## What needs to be done
Can you render the lines below as a Markdown table with a "No." column for the row number and a "Line" column for the line itself, skipping blank lines and leaving the pictures out?

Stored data
++++++

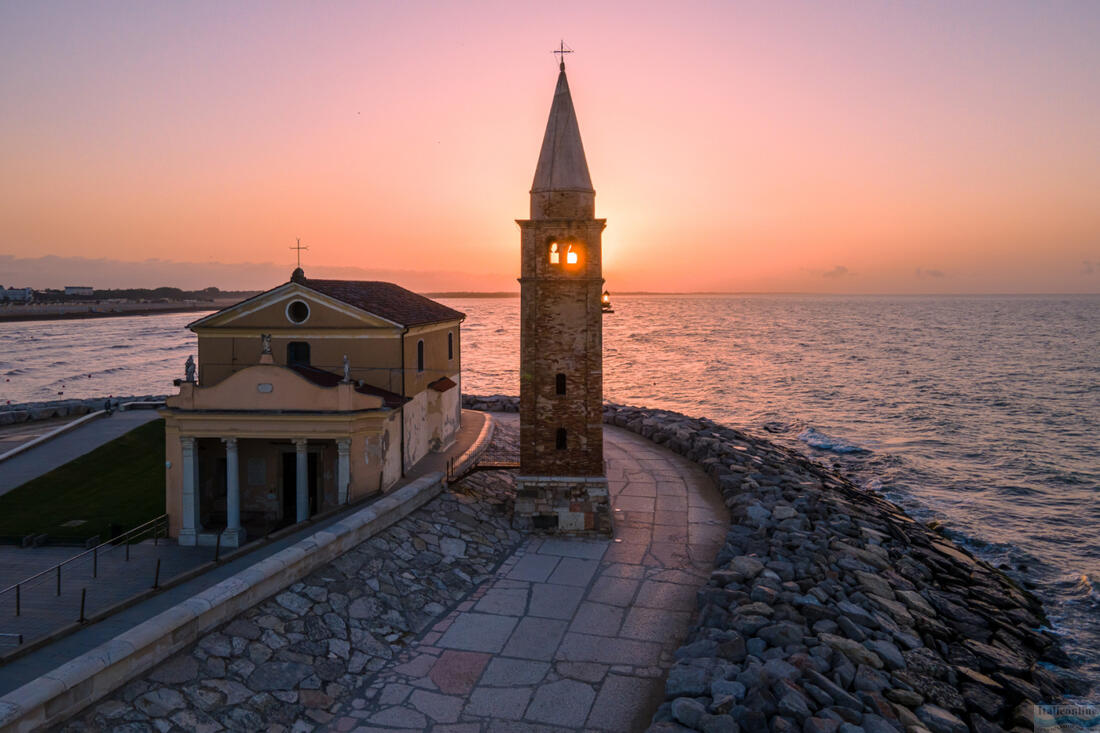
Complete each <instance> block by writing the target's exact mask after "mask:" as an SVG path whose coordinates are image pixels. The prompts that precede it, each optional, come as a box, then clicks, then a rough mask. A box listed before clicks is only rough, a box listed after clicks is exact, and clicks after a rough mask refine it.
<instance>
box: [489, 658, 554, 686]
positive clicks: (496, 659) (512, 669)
mask: <svg viewBox="0 0 1100 733" xmlns="http://www.w3.org/2000/svg"><path fill="white" fill-rule="evenodd" d="M549 670H550V664H549V663H546V661H532V660H530V659H508V658H506V657H494V658H492V659H491V660H489V663H488V666H487V667H486V668H485V674H484V675H482V678H481V680H480V683H481V685H483V686H486V687H517V686H531V685H538V683H539V682H541V681H542V678H543V677H546V674H547V671H549Z"/></svg>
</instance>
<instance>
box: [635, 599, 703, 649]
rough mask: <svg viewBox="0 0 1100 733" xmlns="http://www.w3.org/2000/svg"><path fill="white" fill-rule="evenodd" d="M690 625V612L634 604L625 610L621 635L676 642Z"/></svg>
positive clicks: (668, 641)
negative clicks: (661, 609)
mask: <svg viewBox="0 0 1100 733" xmlns="http://www.w3.org/2000/svg"><path fill="white" fill-rule="evenodd" d="M690 625H691V614H690V613H686V612H683V611H661V610H658V609H640V608H637V606H636V608H631V609H629V610H627V612H626V620H625V621H624V622H623V632H621V635H623V636H625V637H627V638H637V639H642V641H647V642H676V641H678V639H681V638H683V637H684V635H686V633H687V631H689V628H690Z"/></svg>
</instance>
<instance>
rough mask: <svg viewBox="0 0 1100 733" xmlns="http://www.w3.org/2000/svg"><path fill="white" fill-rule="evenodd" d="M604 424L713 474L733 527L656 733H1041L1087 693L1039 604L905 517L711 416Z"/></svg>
mask: <svg viewBox="0 0 1100 733" xmlns="http://www.w3.org/2000/svg"><path fill="white" fill-rule="evenodd" d="M605 420H606V422H609V423H613V424H615V425H618V426H621V427H625V428H628V429H630V430H632V431H636V433H638V434H640V435H642V436H645V437H647V438H649V439H651V440H653V441H654V442H658V444H661V445H664V446H667V447H668V448H670V449H672V450H673V451H675V452H679V453H682V455H683V456H685V457H687V458H689V459H692V460H694V461H696V462H698V463H700V464H701V466H703V467H704V468H705V469H706V471H707V472H708V473H709V475H711V477H712V478H713V479H714V480H715V482H716V483H717V484H718V486H719V488H720V490H722V493H723V496H724V499H725V502H726V505H727V506H728V507H729V512H730V526H729V530H728V534H727V536H726V543H725V545H724V547H723V549H722V550H720V551H719V554H718V557H717V559H716V562H715V570H714V572H713V573H712V576H711V579H709V581H708V582H707V584H706V587H704V588H703V589H702V590H701V591H700V593H698V608H700V610H698V616H697V622H696V625H695V627H694V630H693V632H692V634H691V635H690V636H689V638H687V641H686V643H685V644H684V645H683V646H682V647H680V649H679V650H678V652H676V657H678V661H676V664H675V666H674V667H673V669H672V670H671V672H670V674H669V677H668V682H667V688H665V693H667V702H665V703H663V704H662V705H661V707H660V709H659V710H658V712H657V714H656V715H654V718H653V724H652V725H651V726H650V729H649V731H650V733H673V732H676V731H705V732H708V733H715V732H718V731H735V732H736V731H738V730H741V731H772V732H780V731H804V732H806V733H833V732H838V733H855V732H857V731H867V732H869V733H879V732H883V733H886V732H892V731H905V732H908V733H914V732H917V731H930V732H931V733H963V732H964V731H979V732H987V731H988V732H996V731H1018V730H1019V731H1023V730H1027V731H1031V730H1033V720H1032V716H1033V710H1034V703H1036V702H1041V701H1043V702H1048V703H1049V702H1056V701H1058V700H1059V699H1060V697H1062V694H1063V693H1064V692H1065V691H1067V690H1070V691H1073V690H1074V689H1075V687H1076V688H1078V689H1077V691H1081V690H1080V689H1079V688H1080V686H1081V682H1080V680H1077V679H1076V678H1074V677H1073V676H1071V675H1070V674H1069V672H1067V671H1065V670H1064V669H1062V668H1059V667H1058V666H1056V665H1064V664H1068V659H1067V658H1066V657H1065V655H1064V653H1062V650H1060V648H1059V647H1058V645H1057V643H1056V638H1055V637H1054V635H1053V634H1052V633H1051V632H1049V631H1047V630H1046V619H1045V616H1044V613H1043V609H1042V605H1041V603H1040V602H1038V600H1037V599H1035V598H1034V597H1033V595H1031V594H1030V593H1027V592H1025V591H1024V590H1022V589H1021V588H1020V587H1019V586H1018V584H1016V583H1014V582H1013V581H1012V580H1011V579H1009V578H1008V577H1005V576H1004V575H1003V573H1002V572H1000V571H999V570H997V569H994V568H993V567H991V566H989V565H988V564H986V562H982V561H981V560H978V559H976V558H974V557H972V556H971V555H969V554H968V553H967V551H966V550H965V549H963V548H960V547H958V546H957V545H955V544H954V543H952V541H950V540H948V539H946V538H945V537H943V536H941V535H939V534H937V533H936V532H934V530H932V529H930V528H928V527H926V526H924V525H923V524H920V523H917V522H915V521H913V519H912V518H910V517H909V516H906V515H905V514H904V512H903V511H902V510H901V508H899V507H898V506H897V505H894V504H892V503H890V502H888V501H886V500H883V499H881V497H879V496H877V495H873V494H870V493H867V492H865V491H861V490H859V489H857V488H856V486H854V485H853V484H851V483H849V482H848V481H846V480H845V479H844V478H843V477H840V475H839V474H837V473H835V472H833V471H831V470H829V469H828V468H826V467H823V466H818V464H816V463H813V462H812V461H810V460H807V459H805V458H804V457H802V456H800V455H798V453H795V452H793V451H790V450H788V449H784V448H782V447H779V446H775V445H773V444H771V442H769V441H767V440H762V439H757V438H753V437H750V436H748V435H745V434H742V433H740V431H738V430H734V429H730V428H727V427H724V426H720V425H717V424H715V423H713V422H711V420H707V419H693V418H689V417H686V416H684V415H680V414H676V413H668V412H659V411H649V409H639V408H630V407H619V406H615V405H608V406H607V407H606V408H605Z"/></svg>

++++++

## Response
| No. | Line |
|---|---|
| 1 | Complete each <instance> block by writing the target's exact mask after "mask:" as an SVG path whose coordinates are image pixels. The prompts that precede it, each optional, come as a box, then clicks, then a rough mask. A box listed before clicks is only rough, a box listed after clicks is exact, and clicks after a rough mask refine it. |
| 2 | <instance> |
| 3 | box: [489, 658, 554, 686] |
| 4 | positive clicks: (496, 659) (512, 669) |
| 5 | mask: <svg viewBox="0 0 1100 733" xmlns="http://www.w3.org/2000/svg"><path fill="white" fill-rule="evenodd" d="M549 670H550V664H549V663H546V661H532V660H530V659H508V658H506V657H494V658H492V659H491V660H489V663H488V666H487V667H486V668H485V674H484V675H482V678H481V680H480V683H481V685H483V686H486V687H517V686H531V685H538V683H539V682H541V681H542V678H543V677H546V674H547V671H549Z"/></svg> |
| 6 | </instance> |
| 7 | <instance> |
| 8 | box: [635, 599, 703, 649] |
| 9 | rough mask: <svg viewBox="0 0 1100 733" xmlns="http://www.w3.org/2000/svg"><path fill="white" fill-rule="evenodd" d="M690 625V612L634 604L625 610L621 635L676 642Z"/></svg> |
| 10 | positive clicks: (668, 641) |
| 11 | negative clicks: (661, 609) |
| 12 | mask: <svg viewBox="0 0 1100 733" xmlns="http://www.w3.org/2000/svg"><path fill="white" fill-rule="evenodd" d="M690 625H691V614H690V613H686V612H683V611H661V610H658V609H640V608H637V606H636V608H631V609H629V610H627V612H626V620H625V621H624V622H623V632H621V635H623V636H625V637H627V638H637V639H642V641H647V642H676V641H678V639H681V638H683V637H684V635H686V633H687V631H689V628H690Z"/></svg> |
| 13 | </instance> |
| 14 | <instance> |
| 15 | rough mask: <svg viewBox="0 0 1100 733" xmlns="http://www.w3.org/2000/svg"><path fill="white" fill-rule="evenodd" d="M604 424L713 474L733 527L656 733H1041L1087 693L1039 604L905 517L711 416Z"/></svg> |
| 16 | mask: <svg viewBox="0 0 1100 733" xmlns="http://www.w3.org/2000/svg"><path fill="white" fill-rule="evenodd" d="M605 420H606V422H609V423H613V424H615V425H618V426H621V427H625V428H628V429H630V430H632V431H636V433H638V434H640V435H642V436H645V437H647V438H649V439H651V440H653V441H654V442H658V444H661V445H664V446H667V447H668V448H670V449H672V450H673V451H675V452H679V453H682V455H683V456H685V457H687V458H689V459H692V460H694V461H696V462H698V463H700V464H701V466H703V467H704V468H705V469H706V471H707V472H708V473H709V475H711V477H712V478H713V479H714V480H715V482H716V483H717V484H718V486H719V488H720V490H722V493H723V496H724V499H725V502H726V505H727V506H728V507H729V512H730V526H729V530H728V534H727V536H726V543H725V545H724V547H723V549H722V550H720V551H719V554H718V557H717V559H716V562H715V570H714V572H713V573H712V576H711V579H709V581H708V582H707V584H706V587H704V588H703V589H702V590H701V591H700V593H698V608H700V610H698V616H697V622H696V625H695V627H694V630H693V632H692V634H691V635H690V636H689V638H687V641H686V643H685V644H684V645H683V646H682V647H680V649H679V650H678V652H676V657H678V661H676V664H675V666H674V667H673V669H672V670H671V672H670V674H669V677H668V682H667V688H665V693H667V702H665V703H663V704H662V705H661V707H660V709H659V710H658V712H657V714H656V715H654V718H653V724H652V725H651V726H650V729H649V731H650V733H673V732H676V731H705V732H708V733H715V732H718V731H735V732H736V731H738V730H741V731H772V732H780V731H804V732H806V733H833V732H838V733H855V732H857V731H867V732H869V733H879V732H883V733H886V732H892V731H905V732H908V733H914V732H917V731H930V732H931V733H963V732H964V731H979V732H987V731H988V732H996V731H1018V730H1019V731H1023V730H1027V731H1031V730H1033V720H1032V716H1033V710H1034V703H1036V702H1041V701H1043V702H1048V703H1049V702H1056V701H1058V700H1059V699H1060V697H1062V694H1063V693H1064V692H1065V691H1067V690H1070V691H1073V690H1074V689H1075V687H1076V688H1078V689H1077V691H1081V690H1080V689H1079V688H1080V686H1081V682H1080V680H1077V679H1076V678H1074V677H1073V676H1071V675H1070V674H1069V672H1067V671H1065V670H1064V669H1062V668H1059V667H1058V666H1056V665H1064V664H1068V659H1067V658H1066V657H1065V655H1064V653H1062V650H1060V648H1059V647H1058V645H1057V643H1056V638H1055V637H1054V635H1053V634H1052V633H1051V632H1049V631H1047V630H1046V619H1045V616H1044V613H1043V609H1042V605H1041V603H1040V602H1038V600H1037V599H1035V598H1034V597H1033V595H1031V594H1030V593H1027V592H1025V591H1024V590H1022V589H1021V588H1020V587H1019V586H1018V584H1016V583H1014V582H1013V581H1012V580H1011V579H1009V578H1008V577H1005V576H1004V575H1003V573H1002V572H1000V571H999V570H997V569H994V568H993V567H991V566H989V565H988V564H986V562H982V561H981V560H978V559H976V558H974V557H972V556H971V555H969V554H968V553H967V551H966V550H965V549H963V548H960V547H958V546H957V545H955V544H954V543H952V541H950V540H948V539H946V538H945V537H943V536H941V535H939V534H937V533H936V532H934V530H932V529H930V528H928V527H926V526H924V525H923V524H920V523H917V522H915V521H913V519H912V518H910V517H909V516H906V515H905V514H904V512H903V511H902V510H901V508H899V507H898V506H897V505H894V504H892V503H890V502H888V501H886V500H883V499H881V497H879V496H877V495H873V494H870V493H867V492H865V491H861V490H859V489H857V488H856V486H854V485H853V484H851V483H849V482H848V481H846V480H845V479H844V478H843V477H840V475H839V474H837V473H835V472H833V471H831V470H829V469H828V468H826V467H823V466H818V464H816V463H813V462H812V461H810V460H807V459H805V458H804V457H802V456H800V455H798V453H795V452H793V451H790V450H788V449H784V448H782V447H779V446H775V445H773V444H771V442H769V441H767V440H762V439H757V438H753V437H750V436H748V435H745V434H742V433H740V431H738V430H734V429H730V428H727V427H724V426H720V425H717V424H715V423H713V422H711V420H707V419H693V418H689V417H686V416H684V415H680V414H676V413H668V412H659V411H649V409H639V408H630V407H619V406H615V405H608V406H607V407H606V408H605Z"/></svg> |